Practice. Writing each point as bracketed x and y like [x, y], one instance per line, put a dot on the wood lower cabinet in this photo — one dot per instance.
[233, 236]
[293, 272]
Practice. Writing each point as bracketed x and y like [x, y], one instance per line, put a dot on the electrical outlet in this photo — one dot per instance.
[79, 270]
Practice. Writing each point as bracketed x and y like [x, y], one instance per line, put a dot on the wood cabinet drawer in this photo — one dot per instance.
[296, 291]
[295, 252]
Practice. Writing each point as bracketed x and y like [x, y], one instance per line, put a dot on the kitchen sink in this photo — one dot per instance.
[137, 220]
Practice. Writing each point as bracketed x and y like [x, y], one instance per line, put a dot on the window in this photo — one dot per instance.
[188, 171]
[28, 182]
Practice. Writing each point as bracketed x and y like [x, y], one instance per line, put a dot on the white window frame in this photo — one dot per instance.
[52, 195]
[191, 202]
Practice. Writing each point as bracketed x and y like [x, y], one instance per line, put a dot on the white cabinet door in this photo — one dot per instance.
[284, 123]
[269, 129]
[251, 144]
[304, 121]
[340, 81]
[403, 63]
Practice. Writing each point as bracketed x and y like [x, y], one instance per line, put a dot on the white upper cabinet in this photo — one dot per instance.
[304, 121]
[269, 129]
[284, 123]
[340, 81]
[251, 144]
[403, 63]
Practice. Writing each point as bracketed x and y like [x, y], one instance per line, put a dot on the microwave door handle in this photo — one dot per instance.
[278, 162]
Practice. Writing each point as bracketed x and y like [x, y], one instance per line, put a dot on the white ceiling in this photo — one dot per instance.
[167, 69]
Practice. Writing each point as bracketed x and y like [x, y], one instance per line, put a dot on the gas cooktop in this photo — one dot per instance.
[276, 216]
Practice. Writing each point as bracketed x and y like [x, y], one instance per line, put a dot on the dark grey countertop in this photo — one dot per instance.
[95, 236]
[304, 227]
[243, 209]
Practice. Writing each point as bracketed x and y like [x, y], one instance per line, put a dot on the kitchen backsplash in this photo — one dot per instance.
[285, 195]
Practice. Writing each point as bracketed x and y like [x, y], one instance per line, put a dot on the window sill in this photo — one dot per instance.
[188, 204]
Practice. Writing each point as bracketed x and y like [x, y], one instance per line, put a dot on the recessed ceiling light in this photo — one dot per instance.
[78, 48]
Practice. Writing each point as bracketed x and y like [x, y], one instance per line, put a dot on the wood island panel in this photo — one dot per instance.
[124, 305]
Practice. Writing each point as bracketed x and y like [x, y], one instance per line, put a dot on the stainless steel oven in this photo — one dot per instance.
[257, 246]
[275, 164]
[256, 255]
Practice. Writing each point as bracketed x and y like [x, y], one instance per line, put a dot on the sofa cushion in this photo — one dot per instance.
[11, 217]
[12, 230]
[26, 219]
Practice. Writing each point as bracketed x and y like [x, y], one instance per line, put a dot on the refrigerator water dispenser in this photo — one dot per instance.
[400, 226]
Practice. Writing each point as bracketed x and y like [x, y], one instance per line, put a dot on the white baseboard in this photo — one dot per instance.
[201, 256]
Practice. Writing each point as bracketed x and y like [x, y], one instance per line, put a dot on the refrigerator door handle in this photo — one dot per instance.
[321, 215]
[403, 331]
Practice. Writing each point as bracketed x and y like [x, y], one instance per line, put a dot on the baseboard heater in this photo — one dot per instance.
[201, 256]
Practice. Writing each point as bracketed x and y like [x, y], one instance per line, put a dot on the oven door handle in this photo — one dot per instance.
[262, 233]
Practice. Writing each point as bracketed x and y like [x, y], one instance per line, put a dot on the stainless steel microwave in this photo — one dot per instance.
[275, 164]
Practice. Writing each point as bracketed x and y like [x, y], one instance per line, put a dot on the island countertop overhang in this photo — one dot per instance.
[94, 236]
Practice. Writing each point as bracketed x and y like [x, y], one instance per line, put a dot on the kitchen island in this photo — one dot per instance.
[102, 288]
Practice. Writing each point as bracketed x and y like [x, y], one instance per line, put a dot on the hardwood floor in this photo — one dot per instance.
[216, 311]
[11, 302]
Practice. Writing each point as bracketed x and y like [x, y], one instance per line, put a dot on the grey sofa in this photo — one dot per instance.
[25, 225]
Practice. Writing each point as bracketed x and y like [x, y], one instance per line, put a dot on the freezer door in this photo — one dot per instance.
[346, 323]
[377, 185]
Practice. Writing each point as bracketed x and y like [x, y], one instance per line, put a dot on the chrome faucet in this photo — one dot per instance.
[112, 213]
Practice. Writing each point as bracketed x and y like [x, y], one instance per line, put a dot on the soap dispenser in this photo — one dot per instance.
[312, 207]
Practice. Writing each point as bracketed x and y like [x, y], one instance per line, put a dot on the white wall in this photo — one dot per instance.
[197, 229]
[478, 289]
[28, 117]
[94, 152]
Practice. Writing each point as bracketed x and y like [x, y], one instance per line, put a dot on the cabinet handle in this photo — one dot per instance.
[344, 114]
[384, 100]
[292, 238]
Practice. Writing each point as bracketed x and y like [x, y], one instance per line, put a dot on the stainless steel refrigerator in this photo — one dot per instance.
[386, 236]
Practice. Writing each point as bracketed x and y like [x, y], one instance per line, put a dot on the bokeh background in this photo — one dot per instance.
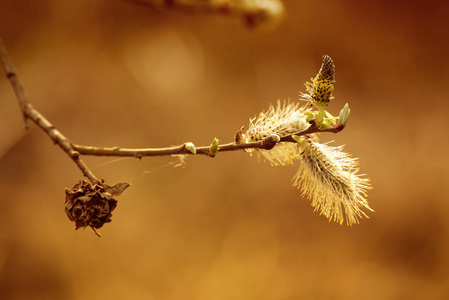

◆ GIVEN REQUEST ◆
Collect every line of the records that contains the word "window", treating uppercase and lowercase letters as distinct.

◆ SOLUTION TO THE PROBLEM ◆
Practice. Writing each point as bracketed x and y like [x, y], one instance per line, put a dot on the window in this photo — one dot per instance.
Practice. Writing each point as bracketed x and y like [x, y], one instance per line, put a dot on the white window frame in this photo — one dot per instance.
Practice. Writing each point as bracketed x and y like [x, y], one instance per line, put a dot on the window sill in this photo — one dot per instance.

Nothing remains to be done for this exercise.